== WHAT NEEDS TO BE DONE ==
Reproduce the listing below in full, swapping every occurrence of "tight boxes" for "snug boxes" and keeping everything else the same.

================

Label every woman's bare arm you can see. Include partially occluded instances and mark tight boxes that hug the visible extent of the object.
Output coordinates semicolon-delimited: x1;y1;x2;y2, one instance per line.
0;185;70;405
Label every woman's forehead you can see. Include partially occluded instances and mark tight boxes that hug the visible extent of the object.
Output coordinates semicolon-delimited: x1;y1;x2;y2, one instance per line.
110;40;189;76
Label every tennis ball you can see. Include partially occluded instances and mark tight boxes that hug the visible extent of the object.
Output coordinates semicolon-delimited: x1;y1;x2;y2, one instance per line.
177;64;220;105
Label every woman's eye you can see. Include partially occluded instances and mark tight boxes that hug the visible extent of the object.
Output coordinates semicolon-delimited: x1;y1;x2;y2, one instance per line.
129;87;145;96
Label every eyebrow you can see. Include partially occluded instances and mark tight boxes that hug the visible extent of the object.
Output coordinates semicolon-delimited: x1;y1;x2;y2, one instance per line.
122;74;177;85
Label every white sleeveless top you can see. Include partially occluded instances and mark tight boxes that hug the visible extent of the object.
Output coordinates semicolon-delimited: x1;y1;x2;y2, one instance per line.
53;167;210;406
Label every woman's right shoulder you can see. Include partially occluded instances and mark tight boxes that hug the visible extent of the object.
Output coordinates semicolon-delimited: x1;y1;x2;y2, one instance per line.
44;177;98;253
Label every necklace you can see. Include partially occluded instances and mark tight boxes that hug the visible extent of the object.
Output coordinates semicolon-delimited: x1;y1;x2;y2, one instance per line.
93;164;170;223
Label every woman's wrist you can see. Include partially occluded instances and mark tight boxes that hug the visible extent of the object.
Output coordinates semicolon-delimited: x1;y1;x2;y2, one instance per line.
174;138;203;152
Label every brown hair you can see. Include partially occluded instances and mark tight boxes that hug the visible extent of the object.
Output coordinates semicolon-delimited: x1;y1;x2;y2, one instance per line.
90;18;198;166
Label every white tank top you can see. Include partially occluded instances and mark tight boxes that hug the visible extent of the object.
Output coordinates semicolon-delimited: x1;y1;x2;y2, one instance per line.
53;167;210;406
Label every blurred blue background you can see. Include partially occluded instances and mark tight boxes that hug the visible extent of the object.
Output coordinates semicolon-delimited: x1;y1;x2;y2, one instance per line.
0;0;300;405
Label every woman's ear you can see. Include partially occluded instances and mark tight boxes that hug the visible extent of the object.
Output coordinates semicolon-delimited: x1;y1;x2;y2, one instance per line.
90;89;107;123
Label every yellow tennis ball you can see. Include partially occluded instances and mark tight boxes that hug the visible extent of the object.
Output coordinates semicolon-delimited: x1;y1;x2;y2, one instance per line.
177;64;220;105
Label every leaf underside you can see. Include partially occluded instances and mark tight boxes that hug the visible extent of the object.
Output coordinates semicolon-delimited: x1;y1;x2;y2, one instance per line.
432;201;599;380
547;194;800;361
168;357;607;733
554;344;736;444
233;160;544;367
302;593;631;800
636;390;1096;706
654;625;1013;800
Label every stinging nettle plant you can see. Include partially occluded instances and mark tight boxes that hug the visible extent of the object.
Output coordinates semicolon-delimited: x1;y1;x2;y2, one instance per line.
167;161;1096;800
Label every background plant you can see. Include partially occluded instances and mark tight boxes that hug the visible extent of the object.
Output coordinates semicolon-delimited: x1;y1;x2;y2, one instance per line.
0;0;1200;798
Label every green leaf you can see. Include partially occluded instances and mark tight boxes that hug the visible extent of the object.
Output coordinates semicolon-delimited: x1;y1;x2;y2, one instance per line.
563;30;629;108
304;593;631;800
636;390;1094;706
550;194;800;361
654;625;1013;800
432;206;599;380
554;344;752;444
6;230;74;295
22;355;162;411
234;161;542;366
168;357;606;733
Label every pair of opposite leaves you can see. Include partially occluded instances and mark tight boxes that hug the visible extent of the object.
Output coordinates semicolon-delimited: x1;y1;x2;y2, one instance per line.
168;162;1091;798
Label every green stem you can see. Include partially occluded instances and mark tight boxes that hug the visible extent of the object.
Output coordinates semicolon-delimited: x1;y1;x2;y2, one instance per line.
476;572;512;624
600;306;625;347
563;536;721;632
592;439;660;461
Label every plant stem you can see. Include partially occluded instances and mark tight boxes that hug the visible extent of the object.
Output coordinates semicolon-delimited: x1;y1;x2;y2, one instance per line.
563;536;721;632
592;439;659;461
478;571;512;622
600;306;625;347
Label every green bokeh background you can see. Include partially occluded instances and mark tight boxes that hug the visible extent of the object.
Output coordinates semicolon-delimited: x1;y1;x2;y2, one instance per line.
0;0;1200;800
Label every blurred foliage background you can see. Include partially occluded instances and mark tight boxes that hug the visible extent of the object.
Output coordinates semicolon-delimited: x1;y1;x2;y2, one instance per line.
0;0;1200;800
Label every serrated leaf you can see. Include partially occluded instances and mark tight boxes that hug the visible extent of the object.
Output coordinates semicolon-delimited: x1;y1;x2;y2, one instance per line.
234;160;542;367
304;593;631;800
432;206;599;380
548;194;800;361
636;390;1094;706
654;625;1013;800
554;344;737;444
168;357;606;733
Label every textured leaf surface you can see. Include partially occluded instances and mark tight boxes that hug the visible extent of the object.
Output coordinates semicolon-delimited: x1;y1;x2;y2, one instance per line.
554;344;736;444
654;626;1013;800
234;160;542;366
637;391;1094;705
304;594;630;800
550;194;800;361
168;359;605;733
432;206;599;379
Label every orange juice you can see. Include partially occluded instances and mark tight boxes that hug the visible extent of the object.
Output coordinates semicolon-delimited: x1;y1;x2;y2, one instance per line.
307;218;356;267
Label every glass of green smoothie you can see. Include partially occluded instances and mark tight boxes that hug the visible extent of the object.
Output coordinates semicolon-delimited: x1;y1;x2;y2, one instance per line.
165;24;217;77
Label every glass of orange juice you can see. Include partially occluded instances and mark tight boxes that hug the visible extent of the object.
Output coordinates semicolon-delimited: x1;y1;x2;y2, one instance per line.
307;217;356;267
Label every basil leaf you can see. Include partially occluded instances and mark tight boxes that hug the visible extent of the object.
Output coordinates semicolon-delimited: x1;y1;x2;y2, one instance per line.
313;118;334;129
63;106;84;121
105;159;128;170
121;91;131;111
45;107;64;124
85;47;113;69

================

== WORKED ANSWER ==
Label every woman's bare arm you can see. Include partially occluded instances and mark snug boxes that hug the visible extent of the object.
Output coordinates semicolon-delimited: x1;y1;x2;y2, one instance per line.
0;185;70;405
Label every woman's forehead you can see. Include partially occluded instances and mark snug boxes that hug the visible extent of the object.
Output coordinates semicolon-delimited: x1;y1;x2;y2, one instance per line.
110;40;189;76
Label every tennis ball you can see. Include partially occluded instances and mark snug boxes that hug the visible extent of the object.
Output coordinates semicolon-delimited: x1;y1;x2;y2, one instance per line.
177;64;220;105
Label every woman's eye you can see. Include partially occluded instances and mark snug boxes that hug the visible extent of the object.
Output coordinates semicolon-delimited: x1;y1;x2;y2, one instance per line.
129;87;145;96
Label every eyebrow you can see. Include partially occluded instances and mark snug boxes that hug the visible extent of the object.
Output coordinates semicolon-delimited: x1;y1;x2;y2, one instance per line.
122;74;177;85
Label every white sleeveless top you can see. Include partially occluded instances and mark snug boxes that hug the visible extent of the object.
Output coordinates semicolon-delimited: x1;y1;x2;y2, one instance per line.
53;167;210;406
Label every woman's right shoulder you can see. Include partially occluded instances and mark snug boxes that hug the visible extent of the object.
Output coordinates semicolon-delimited: x1;y1;x2;y2, one instance per line.
44;177;98;253
Label every necklace you can see. Include partially occluded instances and mark snug boxes that hug the visible extent of the object.
Output coordinates semicolon-delimited: x1;y1;x2;y2, one instance per line.
93;164;170;223
Label every woman's wrist you can see. Include partially occluded instances and mark snug boxes that hug the visible extent of the object.
Output coordinates semicolon-delimited: x1;y1;x2;y2, one instance per line.
174;138;203;152
Label every brown hair you can see. Include partially occluded instances and mark snug boxes that hug the visible extent of the object.
Output coordinates semicolon-delimited: x1;y1;x2;y2, one instance per line.
90;18;198;166
Label every white tank top you can see. Include partially occluded instances and mark snug boxes that hug the visible extent of the object.
Output coordinates semicolon-delimited: x1;y1;x2;y2, one instance per line.
53;167;210;406
Label every blurred blue background you can see. Include partially occluded instances and mark snug boxes that hug the visible extent of the object.
Output coordinates semicolon-delimited: x1;y1;x2;y2, one instance per line.
0;0;300;405
Label every woman's ear you can see. Include partially occluded instances and mark snug boxes that hug the visible extent of the object.
Output coordinates semicolon-delimited: x1;y1;x2;y2, one instance per line.
90;89;107;123
Label every yellow tennis ball you can see. Include partially occluded instances and mark snug boxes that hug the visible extent of the object.
Output coordinates semicolon-delimited: x1;y1;x2;y2, one instance per line.
177;64;220;105
Label every leaf underside you can see. Include partially occluded instances and mark snug boxes that hug the visible extent of the object.
Output coordinates semicolon-delimited: x1;y1;x2;y2, one instance per line.
432;201;599;380
547;194;800;361
168;357;607;733
554;344;736;444
233;160;544;367
302;593;631;800
636;390;1096;706
654;625;1013;800
Label every stinging nettle plant you can see. Include partially occluded instances and mark snug boxes that hug the visible extent of the object.
Output coordinates semicolon-delimited: x1;y1;x2;y2, one instance per line.
167;161;1096;800
Label every background plant you can see. Include partially occluded instances and mark snug boxes that hug the visible extent of the object.
Output coordinates semicolon-delimited: x1;y1;x2;y2, one instance per line.
0;0;1200;798
Label every green leaf you can see. Include partially occluded instances and mark snug boxes that hug the visible extent of the object.
Output coordinates semicolon-delimited: x1;y1;x2;y2, one instance per line.
563;30;629;108
304;593;631;800
636;390;1094;706
550;194;800;361
654;625;1013;800
432;206;599;380
554;344;752;444
6;230;74;295
22;355;162;411
234;161;542;366
168;357;606;733
Label every pair of opposite leaves you can see. Include partially occluded instances and mark snug boxes that hug the visible extent of the object.
Output coordinates semicolon-delimited: x1;y1;x2;y2, one instance per line.
168;162;1091;798
Label every green stem you can see. Include partially occluded instances and mark snug boxes that hug the visible extent of the object.
Output coordinates semicolon-delimited: x1;y1;x2;y2, one instance per line.
476;572;512;624
600;306;625;347
563;536;721;632
592;439;660;461
Label every plant stem you can see. Include partially occluded instances and mark snug boxes that hug the visible extent of the object.
Output coordinates semicolon-delimited: x1;y1;x2;y2, one instance per line.
563;536;721;632
592;439;659;461
478;571;512;622
600;306;625;347
Label every green bokeh background you can see. Include partially occluded instances and mark snug boxes that hug the visible extent of the object.
Output coordinates semicolon-delimited: x1;y1;x2;y2, one instance per line.
0;0;1200;800
Label every blurred foliage background you can see. Include partially occluded instances and mark snug boxes that hug the visible extent of the object.
Output coordinates semicolon-delimited: x1;y1;x2;y2, one instance per line.
0;0;1200;800
Label every serrated leaf you can see. Include partially occluded instances and mark snug boxes that hug the visible extent of the object.
Output coordinates semicolon-delimited: x1;y1;x2;y2, one instance per line.
234;160;542;367
304;593;631;800
432;206;599;380
548;194;800;361
636;390;1094;706
654;625;1013;800
554;344;737;444
168;357;606;733
Label every textured leaf surface you can see. Include partially occluded instances and mark snug boxes that hug the visible extent of the object.
Output coordinates semicolon-delimited: x1;y1;x2;y2, one instance per line.
554;344;736;444
654;626;1013;800
234;160;542;366
637;391;1094;705
304;594;630;800
550;194;800;361
168;359;605;733
432;206;599;379
Label every orange juice you can see. Include partially occluded instances and mark snug boxes that hug the visible extent of the object.
Output coordinates semicolon-delimited: x1;y1;x2;y2, one instance per line.
307;218;356;267
Label every glass of green smoothie you can see. Include partially occluded instances and mark snug boxes that hug the visible extent of the object.
Output coordinates semicolon-delimited: x1;y1;x2;y2, one instance per line.
165;24;217;77
Label every glass of orange juice you can see. Include partially occluded instances and mark snug boxes that hug the visible extent of the object.
Output coordinates semicolon-delimited: x1;y1;x2;y2, one instance per line.
307;217;356;267
Label every basil leaf you can see. Include partially occluded instances and mark snug boxes that hug the visible extent of the object.
Output coordinates semicolon-delimited: x1;y1;x2;y2, one instance per line.
313;118;334;129
63;106;84;121
105;159;128;170
121;91;131;111
45;107;64;124
85;47;113;69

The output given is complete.